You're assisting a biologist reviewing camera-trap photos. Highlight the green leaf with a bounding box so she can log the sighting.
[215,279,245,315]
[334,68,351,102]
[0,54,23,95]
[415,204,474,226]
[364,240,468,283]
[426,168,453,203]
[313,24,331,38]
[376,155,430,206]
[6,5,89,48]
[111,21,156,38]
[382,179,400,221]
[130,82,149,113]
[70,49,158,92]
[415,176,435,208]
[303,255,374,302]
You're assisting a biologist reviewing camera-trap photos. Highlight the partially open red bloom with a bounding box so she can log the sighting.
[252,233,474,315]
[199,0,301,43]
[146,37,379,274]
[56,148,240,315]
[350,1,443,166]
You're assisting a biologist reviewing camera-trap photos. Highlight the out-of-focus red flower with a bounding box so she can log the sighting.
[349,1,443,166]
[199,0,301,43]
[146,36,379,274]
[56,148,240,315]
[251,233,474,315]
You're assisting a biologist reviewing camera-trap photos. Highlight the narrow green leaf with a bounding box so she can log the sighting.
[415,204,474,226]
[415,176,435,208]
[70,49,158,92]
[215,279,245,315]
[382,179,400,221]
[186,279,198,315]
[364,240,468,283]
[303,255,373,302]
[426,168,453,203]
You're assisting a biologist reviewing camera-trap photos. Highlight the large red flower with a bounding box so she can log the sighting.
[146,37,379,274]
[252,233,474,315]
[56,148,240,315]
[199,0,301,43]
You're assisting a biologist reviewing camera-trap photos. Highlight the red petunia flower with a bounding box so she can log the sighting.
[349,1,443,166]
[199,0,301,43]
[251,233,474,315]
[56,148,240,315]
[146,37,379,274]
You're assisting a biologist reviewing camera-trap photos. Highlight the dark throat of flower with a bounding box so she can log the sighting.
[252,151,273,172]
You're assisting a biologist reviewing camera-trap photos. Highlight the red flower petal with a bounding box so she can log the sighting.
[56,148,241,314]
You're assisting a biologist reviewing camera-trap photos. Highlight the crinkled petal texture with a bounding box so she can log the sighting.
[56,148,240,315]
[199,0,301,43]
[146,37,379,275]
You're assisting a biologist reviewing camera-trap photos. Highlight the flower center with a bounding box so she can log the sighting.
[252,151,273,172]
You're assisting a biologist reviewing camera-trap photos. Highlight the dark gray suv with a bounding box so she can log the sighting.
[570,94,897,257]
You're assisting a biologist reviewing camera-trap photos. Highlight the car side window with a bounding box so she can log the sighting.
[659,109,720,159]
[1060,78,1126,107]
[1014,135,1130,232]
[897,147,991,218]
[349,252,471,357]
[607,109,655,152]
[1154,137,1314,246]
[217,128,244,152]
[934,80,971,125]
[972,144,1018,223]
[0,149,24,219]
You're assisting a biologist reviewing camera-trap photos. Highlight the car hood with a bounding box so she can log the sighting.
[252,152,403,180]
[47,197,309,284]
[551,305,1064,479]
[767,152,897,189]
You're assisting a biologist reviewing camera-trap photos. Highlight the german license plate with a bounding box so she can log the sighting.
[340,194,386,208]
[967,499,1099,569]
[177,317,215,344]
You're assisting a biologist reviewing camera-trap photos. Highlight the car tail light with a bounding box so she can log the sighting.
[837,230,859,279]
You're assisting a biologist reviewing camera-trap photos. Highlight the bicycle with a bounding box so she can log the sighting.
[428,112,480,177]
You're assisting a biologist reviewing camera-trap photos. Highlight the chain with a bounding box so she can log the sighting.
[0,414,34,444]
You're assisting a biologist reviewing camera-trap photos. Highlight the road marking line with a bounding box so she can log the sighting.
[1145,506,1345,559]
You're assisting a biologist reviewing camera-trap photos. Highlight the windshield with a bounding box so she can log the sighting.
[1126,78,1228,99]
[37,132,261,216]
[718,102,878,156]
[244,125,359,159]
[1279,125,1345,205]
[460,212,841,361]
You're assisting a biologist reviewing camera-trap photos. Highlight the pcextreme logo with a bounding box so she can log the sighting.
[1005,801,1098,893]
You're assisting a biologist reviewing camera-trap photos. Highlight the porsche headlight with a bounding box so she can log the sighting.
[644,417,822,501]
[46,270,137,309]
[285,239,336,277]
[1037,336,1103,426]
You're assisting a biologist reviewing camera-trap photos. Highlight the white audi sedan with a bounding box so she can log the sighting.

• • • • •

■ **Challenge**
Copy all of the items above word for word, with nothing changed.

■ **The solution**
You're assisting a biologist reviewing camera-trap photos. Highlight the green leaf with a bounding box so she can log the sighting.
[215,279,245,315]
[334,68,351,102]
[0,54,23,95]
[415,204,474,226]
[364,240,468,283]
[426,168,453,203]
[313,24,331,38]
[376,155,430,206]
[6,5,89,48]
[111,21,156,38]
[382,179,400,221]
[130,82,149,113]
[70,49,158,92]
[415,176,435,208]
[303,255,374,302]
You're assisting a biologist reviewing camera-trap photos. Highlight the partially open red bloom with a bounding box so she can log the sighting.
[252,233,474,315]
[199,0,301,43]
[146,37,379,274]
[56,148,240,315]
[350,1,443,166]
You're assisting a biologist reviewing camera-trap photos. Highlight the out-of-focus red flower with a bounding box so she can log the sighting.
[349,1,443,166]
[199,0,301,43]
[146,36,379,274]
[56,148,240,315]
[251,233,474,315]
You're assisting a biologist reviewing camera-trap photos. Highlight the narrow green leaf with a bounding box so she can log the sighting.
[415,204,474,226]
[415,176,435,208]
[70,49,158,92]
[215,279,245,315]
[382,179,400,221]
[186,279,198,315]
[364,240,468,283]
[303,255,373,302]
[426,168,453,203]
You're assisting a biologist reviewing camera-trap photos. Highlight the large red flower with a bounding box so she can log the sighting.
[146,37,379,274]
[252,233,474,315]
[56,148,240,315]
[199,0,301,43]
You're assisting a biologist reviewing camera-trap photos. Highlight the red petunia flower with a bounding box so she can log the sighting.
[349,1,443,166]
[199,0,301,43]
[251,233,474,315]
[56,148,240,315]
[146,37,379,274]
You're assisting a biologist reviewing camera-trap photos. Highlight the dark throat of flower with a bounding box so she can log the sighting.
[252,151,273,172]
You're assisting a biologist reviewing camera-trap photos. Highlight the red flower petal with a bounding box so she can log the sighting.
[56,148,241,314]
You're assisting a biologist reviewing camera-trap photos. Highlight the crinkled petal texture with a bounding box so she can log the sighting.
[56,148,240,315]
[199,0,301,43]
[146,37,379,275]
You're assisting a biologist reviewing camera-trap photos. Highlight the flower center with a bounding box so she can log the sighting.
[252,151,273,172]
You're assisting a biologist reviewing camera-trap photos. Highlight the dark gray suv with a bounding box so she can log the sighting.
[570,94,897,257]
You're assisting a biologist reviewing camera-trap photos. Highlight the car side window with a bounding box so she can log the sighting.
[659,109,720,159]
[1060,78,1126,107]
[1014,135,1130,232]
[897,147,991,218]
[349,252,471,357]
[607,109,655,152]
[1154,137,1314,246]
[217,128,244,152]
[934,80,971,125]
[972,144,1018,223]
[0,149,24,219]
You're assisting a biologist reviewing camera-trap photos. Highlight the car hood with a bounding box so she can log the sighting.
[252,152,403,180]
[47,197,309,284]
[551,305,1064,479]
[767,152,897,189]
You're assisting a biologist reviewing camera-trap photos. Highlight the german license plate with a bounding box so she can log the sighting.
[340,194,386,208]
[967,499,1099,569]
[177,317,215,344]
You're assisting a biologist reviewing camera-trap photos. Highlight the car tail light with a bounding box so she can log the sighting.
[837,230,859,279]
You're assisting a biologist reviewing camera-trap photos. Highlight the bicycle with a bounding box so she can log the sighting.
[428,112,480,177]
You're assisting a biologist reviewing camera-trap photos. Highlight the chain with a bounding box so she can log the sighting.
[0,414,34,444]
You're assisting a biologist reviewing camera-trap photos. Highlight the road marking line with a bounding box so she can log the sighting.
[1145,506,1345,559]
You're assisting a biologist reviewing camera-trap photos. Highlight the windshield with a bounding box so she can log the sighting.
[1126,78,1228,99]
[37,132,261,216]
[718,102,878,156]
[244,125,359,159]
[1279,125,1345,205]
[460,212,841,361]
You're assisting a biologist reviewing camera-trap photos. Highlight the pcextreme logo with a bounding box so she can log the sighting.
[1005,801,1098,893]
You're assisting a biologist reviewing camera-trap photos. Highlight the porsche headlight with a bounding box so she can log the sighting.
[644,417,822,501]
[46,270,137,309]
[285,239,336,277]
[1037,336,1103,426]
You're assisting a biologist reviewing camera-trap photos. Highlight the white audi sedan with a bounding box so she can log the sighting.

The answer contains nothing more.